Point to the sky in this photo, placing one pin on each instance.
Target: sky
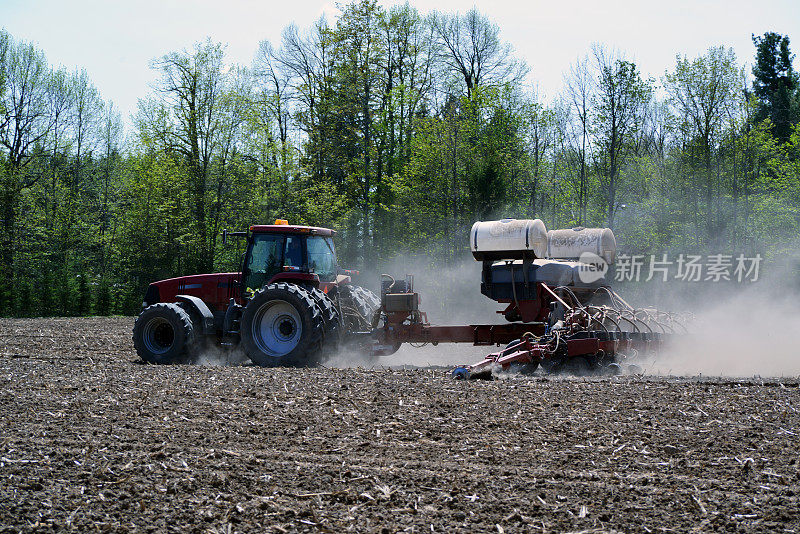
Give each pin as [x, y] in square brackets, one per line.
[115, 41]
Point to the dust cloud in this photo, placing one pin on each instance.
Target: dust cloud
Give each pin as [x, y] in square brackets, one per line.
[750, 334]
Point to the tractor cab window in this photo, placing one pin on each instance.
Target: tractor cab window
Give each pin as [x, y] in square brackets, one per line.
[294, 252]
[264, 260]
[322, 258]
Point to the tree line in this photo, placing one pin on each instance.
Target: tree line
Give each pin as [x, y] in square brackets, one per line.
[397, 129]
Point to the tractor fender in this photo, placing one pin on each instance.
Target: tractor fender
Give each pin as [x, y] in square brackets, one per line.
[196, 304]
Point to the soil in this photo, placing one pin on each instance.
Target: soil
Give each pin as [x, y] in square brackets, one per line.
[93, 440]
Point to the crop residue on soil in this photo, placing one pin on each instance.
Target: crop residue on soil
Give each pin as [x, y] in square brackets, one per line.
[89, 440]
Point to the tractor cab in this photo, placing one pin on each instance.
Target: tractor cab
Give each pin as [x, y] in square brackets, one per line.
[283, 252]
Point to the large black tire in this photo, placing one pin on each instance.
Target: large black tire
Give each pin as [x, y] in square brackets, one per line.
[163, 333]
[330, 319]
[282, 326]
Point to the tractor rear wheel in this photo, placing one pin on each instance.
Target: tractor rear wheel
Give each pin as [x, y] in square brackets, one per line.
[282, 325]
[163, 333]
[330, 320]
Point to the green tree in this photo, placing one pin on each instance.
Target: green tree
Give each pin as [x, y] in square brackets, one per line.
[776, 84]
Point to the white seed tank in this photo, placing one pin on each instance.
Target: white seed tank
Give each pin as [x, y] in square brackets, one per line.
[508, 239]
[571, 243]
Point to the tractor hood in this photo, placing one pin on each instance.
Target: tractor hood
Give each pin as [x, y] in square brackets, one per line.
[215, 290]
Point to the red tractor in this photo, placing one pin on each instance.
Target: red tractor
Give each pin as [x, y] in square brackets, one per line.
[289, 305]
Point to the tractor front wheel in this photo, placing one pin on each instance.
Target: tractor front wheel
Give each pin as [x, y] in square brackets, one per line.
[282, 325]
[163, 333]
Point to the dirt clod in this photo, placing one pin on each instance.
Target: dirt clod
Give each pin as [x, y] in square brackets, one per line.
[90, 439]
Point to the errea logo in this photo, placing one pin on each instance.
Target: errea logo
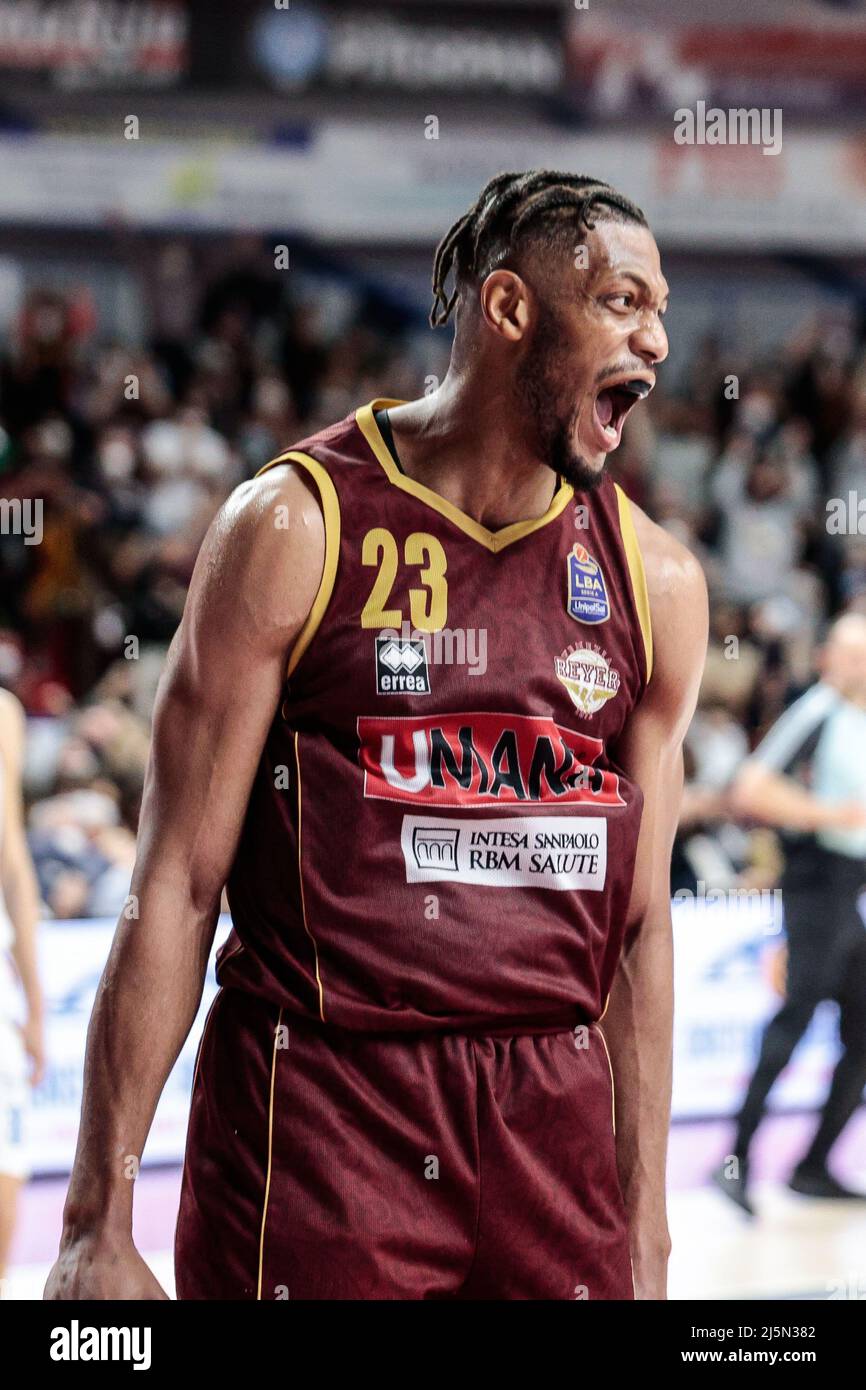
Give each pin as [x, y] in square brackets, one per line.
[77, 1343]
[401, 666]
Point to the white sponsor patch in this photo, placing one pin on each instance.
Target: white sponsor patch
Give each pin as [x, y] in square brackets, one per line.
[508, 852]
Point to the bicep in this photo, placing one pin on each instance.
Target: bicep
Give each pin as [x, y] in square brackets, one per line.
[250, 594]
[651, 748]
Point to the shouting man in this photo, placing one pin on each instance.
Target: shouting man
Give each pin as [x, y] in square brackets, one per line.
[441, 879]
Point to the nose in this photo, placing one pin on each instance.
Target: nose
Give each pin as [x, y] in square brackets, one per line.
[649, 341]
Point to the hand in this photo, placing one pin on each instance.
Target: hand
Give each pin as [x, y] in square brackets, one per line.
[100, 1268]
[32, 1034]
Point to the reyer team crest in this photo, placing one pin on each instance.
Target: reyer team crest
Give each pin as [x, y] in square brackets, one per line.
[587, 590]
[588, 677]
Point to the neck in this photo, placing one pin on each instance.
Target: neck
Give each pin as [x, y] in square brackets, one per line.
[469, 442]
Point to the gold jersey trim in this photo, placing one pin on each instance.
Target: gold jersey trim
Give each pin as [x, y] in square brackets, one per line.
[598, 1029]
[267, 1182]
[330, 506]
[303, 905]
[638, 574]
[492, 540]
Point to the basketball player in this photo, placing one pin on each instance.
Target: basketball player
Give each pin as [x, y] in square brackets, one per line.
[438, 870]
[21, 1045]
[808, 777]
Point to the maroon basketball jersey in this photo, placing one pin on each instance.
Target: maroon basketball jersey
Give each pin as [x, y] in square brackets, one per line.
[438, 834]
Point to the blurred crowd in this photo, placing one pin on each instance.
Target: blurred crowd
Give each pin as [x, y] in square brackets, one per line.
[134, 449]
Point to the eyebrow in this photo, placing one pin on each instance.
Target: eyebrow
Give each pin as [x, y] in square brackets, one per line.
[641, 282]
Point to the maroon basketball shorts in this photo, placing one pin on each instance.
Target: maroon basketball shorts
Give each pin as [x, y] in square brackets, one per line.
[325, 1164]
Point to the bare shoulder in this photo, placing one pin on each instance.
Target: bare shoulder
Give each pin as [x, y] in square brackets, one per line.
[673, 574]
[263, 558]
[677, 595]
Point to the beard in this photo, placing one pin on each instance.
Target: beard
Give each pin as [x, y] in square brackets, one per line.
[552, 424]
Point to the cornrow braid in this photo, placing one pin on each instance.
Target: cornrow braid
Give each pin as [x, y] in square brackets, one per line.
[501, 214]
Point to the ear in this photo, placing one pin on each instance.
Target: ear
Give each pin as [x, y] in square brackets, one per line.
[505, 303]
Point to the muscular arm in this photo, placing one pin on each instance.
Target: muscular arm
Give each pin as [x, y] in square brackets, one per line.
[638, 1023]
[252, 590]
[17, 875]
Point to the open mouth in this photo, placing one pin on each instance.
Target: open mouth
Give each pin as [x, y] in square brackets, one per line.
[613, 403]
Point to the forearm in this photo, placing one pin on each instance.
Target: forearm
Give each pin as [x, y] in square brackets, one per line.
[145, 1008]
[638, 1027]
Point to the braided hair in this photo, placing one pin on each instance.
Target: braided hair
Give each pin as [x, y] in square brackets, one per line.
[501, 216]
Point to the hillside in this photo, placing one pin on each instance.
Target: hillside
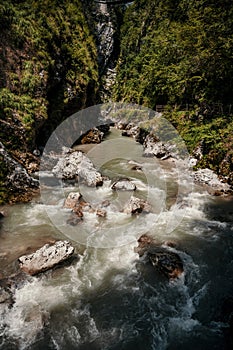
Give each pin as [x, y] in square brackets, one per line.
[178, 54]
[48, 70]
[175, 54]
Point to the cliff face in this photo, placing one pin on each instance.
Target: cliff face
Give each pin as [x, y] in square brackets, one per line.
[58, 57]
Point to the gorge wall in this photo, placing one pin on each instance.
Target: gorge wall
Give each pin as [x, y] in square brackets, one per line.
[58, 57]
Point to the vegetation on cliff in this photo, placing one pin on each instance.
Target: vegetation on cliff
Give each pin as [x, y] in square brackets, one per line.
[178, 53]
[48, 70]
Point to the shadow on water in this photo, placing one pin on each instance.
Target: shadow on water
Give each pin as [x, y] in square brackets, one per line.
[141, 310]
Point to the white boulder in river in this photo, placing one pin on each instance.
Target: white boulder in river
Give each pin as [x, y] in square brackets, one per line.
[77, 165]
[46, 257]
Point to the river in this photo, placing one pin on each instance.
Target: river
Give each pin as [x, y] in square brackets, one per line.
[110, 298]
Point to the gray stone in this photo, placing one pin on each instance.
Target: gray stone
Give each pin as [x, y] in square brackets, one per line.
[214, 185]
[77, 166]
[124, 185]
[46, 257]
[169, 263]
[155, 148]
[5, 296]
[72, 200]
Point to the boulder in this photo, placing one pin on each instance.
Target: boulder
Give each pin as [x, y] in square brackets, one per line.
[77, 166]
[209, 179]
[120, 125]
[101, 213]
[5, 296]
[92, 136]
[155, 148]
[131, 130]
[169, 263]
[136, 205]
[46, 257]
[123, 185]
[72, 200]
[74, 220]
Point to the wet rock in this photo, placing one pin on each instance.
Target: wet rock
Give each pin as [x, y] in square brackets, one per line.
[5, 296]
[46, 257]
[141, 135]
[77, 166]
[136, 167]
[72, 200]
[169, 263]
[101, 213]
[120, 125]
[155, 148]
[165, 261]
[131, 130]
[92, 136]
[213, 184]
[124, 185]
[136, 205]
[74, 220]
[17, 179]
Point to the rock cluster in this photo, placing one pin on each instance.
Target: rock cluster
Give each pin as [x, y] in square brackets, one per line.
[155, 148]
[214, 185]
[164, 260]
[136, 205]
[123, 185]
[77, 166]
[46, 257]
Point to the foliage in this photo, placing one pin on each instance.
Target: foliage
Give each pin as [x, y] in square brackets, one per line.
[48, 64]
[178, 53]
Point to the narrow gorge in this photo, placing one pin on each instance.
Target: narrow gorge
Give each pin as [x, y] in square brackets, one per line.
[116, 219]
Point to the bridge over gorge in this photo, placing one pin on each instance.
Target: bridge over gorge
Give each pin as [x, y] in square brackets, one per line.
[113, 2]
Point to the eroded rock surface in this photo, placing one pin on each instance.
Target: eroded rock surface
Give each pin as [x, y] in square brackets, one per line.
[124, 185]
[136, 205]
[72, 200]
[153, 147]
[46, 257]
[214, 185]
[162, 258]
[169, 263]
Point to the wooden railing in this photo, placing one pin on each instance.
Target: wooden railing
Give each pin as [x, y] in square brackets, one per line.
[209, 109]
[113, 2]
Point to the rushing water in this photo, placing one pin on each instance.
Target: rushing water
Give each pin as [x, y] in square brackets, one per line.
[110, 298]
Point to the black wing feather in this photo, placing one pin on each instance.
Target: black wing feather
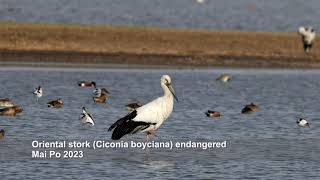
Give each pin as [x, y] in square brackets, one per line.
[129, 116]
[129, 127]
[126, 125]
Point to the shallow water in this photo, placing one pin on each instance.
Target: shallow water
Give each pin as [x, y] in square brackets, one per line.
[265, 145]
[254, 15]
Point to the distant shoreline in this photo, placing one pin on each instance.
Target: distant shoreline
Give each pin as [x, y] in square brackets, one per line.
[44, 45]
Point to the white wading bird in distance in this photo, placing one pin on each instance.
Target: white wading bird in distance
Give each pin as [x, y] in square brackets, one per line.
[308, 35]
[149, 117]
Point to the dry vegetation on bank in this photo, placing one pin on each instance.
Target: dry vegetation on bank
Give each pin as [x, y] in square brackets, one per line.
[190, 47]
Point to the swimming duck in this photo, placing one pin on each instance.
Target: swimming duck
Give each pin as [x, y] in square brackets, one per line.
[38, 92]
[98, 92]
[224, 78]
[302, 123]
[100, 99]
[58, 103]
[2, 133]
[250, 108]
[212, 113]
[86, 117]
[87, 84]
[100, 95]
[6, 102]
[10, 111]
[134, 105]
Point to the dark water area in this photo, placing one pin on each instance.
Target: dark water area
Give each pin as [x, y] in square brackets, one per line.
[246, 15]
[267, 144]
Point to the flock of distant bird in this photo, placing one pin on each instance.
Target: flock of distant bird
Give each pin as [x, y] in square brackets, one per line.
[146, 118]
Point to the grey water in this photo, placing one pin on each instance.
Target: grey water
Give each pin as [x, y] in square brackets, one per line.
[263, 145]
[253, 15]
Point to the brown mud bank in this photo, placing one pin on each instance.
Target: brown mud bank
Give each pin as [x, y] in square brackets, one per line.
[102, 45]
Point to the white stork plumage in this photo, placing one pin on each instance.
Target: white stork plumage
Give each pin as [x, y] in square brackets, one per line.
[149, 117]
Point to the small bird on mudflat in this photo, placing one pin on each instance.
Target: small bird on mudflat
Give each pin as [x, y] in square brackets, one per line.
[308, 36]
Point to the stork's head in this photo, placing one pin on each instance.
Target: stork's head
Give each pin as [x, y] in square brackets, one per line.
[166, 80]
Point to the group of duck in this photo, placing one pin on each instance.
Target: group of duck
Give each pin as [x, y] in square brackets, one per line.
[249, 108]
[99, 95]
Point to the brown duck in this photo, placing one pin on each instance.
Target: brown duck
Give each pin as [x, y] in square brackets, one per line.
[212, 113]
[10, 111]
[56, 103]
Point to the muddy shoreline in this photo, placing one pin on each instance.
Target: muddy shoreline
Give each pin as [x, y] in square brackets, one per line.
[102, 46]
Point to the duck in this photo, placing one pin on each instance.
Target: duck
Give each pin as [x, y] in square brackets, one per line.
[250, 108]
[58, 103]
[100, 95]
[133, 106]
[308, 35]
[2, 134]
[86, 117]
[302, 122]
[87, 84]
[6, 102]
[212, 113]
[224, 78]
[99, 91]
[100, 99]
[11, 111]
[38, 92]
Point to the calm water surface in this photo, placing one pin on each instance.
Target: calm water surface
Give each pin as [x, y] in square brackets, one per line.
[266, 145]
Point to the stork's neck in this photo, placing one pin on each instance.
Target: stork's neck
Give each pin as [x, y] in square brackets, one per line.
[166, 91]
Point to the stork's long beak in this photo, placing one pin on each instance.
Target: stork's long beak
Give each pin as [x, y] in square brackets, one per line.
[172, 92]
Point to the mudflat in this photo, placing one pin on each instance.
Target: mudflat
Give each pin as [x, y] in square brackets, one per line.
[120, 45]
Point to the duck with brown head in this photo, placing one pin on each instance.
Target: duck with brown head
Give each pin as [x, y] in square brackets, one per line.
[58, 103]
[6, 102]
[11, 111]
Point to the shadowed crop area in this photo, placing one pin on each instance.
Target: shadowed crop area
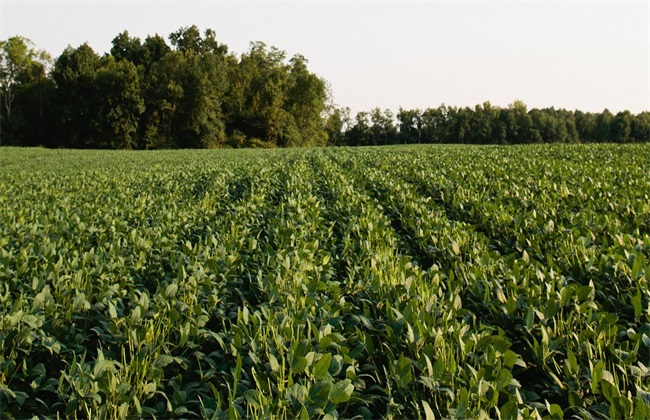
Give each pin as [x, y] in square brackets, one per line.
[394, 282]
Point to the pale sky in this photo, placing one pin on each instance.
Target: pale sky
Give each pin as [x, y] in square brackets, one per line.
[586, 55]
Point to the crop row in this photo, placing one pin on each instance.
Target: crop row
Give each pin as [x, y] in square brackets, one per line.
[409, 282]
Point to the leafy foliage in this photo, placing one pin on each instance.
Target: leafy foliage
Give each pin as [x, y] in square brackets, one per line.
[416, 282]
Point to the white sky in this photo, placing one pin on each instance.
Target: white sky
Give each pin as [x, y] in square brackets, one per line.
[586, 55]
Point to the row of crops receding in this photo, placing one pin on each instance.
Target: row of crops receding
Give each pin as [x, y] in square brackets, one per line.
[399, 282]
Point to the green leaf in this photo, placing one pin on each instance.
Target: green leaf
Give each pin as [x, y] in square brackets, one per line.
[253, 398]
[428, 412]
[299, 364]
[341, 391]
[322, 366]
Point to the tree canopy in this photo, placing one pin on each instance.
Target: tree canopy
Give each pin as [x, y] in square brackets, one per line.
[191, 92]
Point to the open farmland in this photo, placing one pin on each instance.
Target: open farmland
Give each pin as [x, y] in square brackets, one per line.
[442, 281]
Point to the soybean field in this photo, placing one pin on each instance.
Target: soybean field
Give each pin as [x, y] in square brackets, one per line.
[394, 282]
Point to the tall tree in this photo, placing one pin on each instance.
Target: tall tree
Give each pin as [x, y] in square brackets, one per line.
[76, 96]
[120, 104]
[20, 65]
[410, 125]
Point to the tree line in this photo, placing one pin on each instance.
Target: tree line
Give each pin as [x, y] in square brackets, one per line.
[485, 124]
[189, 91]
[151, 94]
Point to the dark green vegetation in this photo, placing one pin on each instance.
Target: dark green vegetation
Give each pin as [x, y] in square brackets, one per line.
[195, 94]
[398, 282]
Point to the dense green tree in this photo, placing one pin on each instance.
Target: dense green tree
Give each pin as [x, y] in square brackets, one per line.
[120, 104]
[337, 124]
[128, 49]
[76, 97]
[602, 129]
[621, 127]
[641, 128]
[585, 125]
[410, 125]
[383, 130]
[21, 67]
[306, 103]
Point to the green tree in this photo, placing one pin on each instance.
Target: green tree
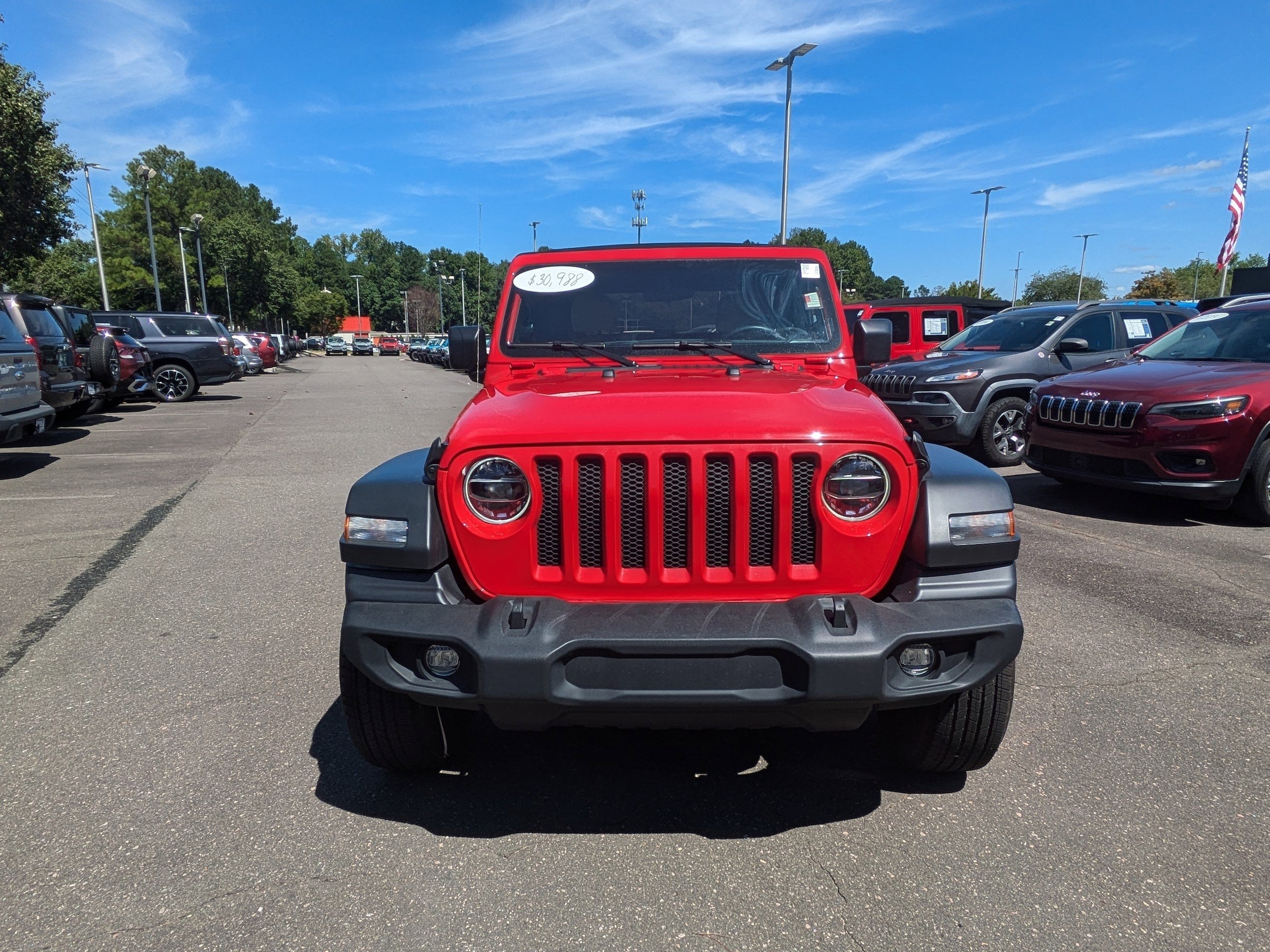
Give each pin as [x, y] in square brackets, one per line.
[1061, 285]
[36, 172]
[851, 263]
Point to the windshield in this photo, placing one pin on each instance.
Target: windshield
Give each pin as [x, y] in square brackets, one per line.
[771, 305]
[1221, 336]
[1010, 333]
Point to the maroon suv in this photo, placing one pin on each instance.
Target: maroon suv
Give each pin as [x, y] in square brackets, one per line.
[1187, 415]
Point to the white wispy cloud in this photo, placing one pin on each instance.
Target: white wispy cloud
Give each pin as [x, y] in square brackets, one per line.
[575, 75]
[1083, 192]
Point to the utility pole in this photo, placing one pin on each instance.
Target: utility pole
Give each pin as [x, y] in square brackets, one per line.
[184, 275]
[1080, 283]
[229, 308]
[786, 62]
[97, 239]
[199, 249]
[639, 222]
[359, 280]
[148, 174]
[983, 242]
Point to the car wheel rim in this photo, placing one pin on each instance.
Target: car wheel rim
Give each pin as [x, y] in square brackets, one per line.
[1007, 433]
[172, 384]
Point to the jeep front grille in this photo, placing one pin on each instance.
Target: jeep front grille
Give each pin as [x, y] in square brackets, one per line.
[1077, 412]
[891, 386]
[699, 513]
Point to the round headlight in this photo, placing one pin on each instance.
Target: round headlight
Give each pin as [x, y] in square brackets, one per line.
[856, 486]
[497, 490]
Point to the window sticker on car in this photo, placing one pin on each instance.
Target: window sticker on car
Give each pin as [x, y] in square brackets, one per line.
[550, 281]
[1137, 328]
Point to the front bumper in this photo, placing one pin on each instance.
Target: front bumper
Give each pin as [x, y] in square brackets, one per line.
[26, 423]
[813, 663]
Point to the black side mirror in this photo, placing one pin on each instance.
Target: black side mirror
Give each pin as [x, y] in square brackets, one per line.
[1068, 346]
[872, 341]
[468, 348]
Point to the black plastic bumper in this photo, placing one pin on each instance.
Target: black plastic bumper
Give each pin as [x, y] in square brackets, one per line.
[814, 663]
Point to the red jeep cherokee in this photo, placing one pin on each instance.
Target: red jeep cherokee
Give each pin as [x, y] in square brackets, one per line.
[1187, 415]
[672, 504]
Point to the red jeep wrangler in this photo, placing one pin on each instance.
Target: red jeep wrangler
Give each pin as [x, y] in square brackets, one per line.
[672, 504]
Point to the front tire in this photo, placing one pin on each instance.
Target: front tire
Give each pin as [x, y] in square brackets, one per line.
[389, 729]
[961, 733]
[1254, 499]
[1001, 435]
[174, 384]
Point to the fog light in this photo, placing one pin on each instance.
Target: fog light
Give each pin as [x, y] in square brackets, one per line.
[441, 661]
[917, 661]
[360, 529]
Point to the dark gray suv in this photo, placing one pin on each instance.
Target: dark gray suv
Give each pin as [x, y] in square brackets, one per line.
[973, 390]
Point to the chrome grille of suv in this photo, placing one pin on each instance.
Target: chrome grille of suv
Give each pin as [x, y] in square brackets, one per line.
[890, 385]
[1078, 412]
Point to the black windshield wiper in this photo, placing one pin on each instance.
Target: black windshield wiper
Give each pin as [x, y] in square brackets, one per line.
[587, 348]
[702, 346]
- - - -
TASK DIRECTIONS: Return the lines of the records word for word, beginning at the line that contains "Point to the dark green" and stopping after the line that contains "[1137, 328]". Leave the pictures out.

FULL SOLUTION:
Point to the dark green vegetation in this photo, placing one pin on each instance.
Target: dark green vegetation
Give each pin as [x, y] in square brackets, one per line.
[195, 94]
[398, 282]
Point to the dense green tree in this photo, placing one pin on each instance.
Target: dense green tree
Give each pin as [x, y] in square brackets, one per line.
[120, 104]
[337, 124]
[128, 49]
[76, 97]
[602, 129]
[621, 127]
[641, 128]
[585, 125]
[410, 125]
[383, 130]
[21, 67]
[306, 103]
Point to the green tree in this photo, placing one pin on each instance.
Target: green tree
Give each pin as [x, y] in square brackets, one per line.
[1061, 285]
[36, 172]
[851, 263]
Point to the windshield in this photo, placing one pin on each instance.
Target: windshield
Give each pin as [x, y] in square brackets, one per line.
[771, 305]
[1221, 336]
[1010, 333]
Point to the maroon suv in this photo, placing one pin on each instance.
Target: maroon suv
Give each pin as [x, y] in square brackets, one per line.
[1187, 415]
Point to the white wispy cloud in this photo, placing one pin on each instance.
Target: white wispy cloud
Give each pin as [x, y] in square brackets, one per line.
[575, 75]
[1083, 192]
Point to the utility pole in this photo, placing one pin on each instance.
Target: utility pole
Give each pin as [x, y] in square brackets, one per line.
[184, 275]
[1080, 283]
[229, 308]
[786, 62]
[97, 239]
[199, 249]
[639, 222]
[359, 280]
[148, 174]
[983, 242]
Point to the car wheel rim in this photo, placing one pin on each instance.
Target: car wheel rim
Give each pin as [x, y] in square brackets, one per line.
[1007, 433]
[172, 384]
Point to the jeep front grille in this photo, placing one pin on each instance.
Target: jeep front grille
Give each pin as [x, y] in square brackets, one per line.
[1077, 412]
[891, 386]
[699, 513]
Point to the round headlight in this photo, placing one pin on each instance.
Target: round headlight
Give each pin as [x, y] in square brackets, one per line.
[856, 486]
[497, 490]
Point to the window sticker on car in this photo, placing one pin on each instance.
Target: window sticker on car
Give each pin as [x, y] in square brackets, one per line.
[550, 281]
[1137, 328]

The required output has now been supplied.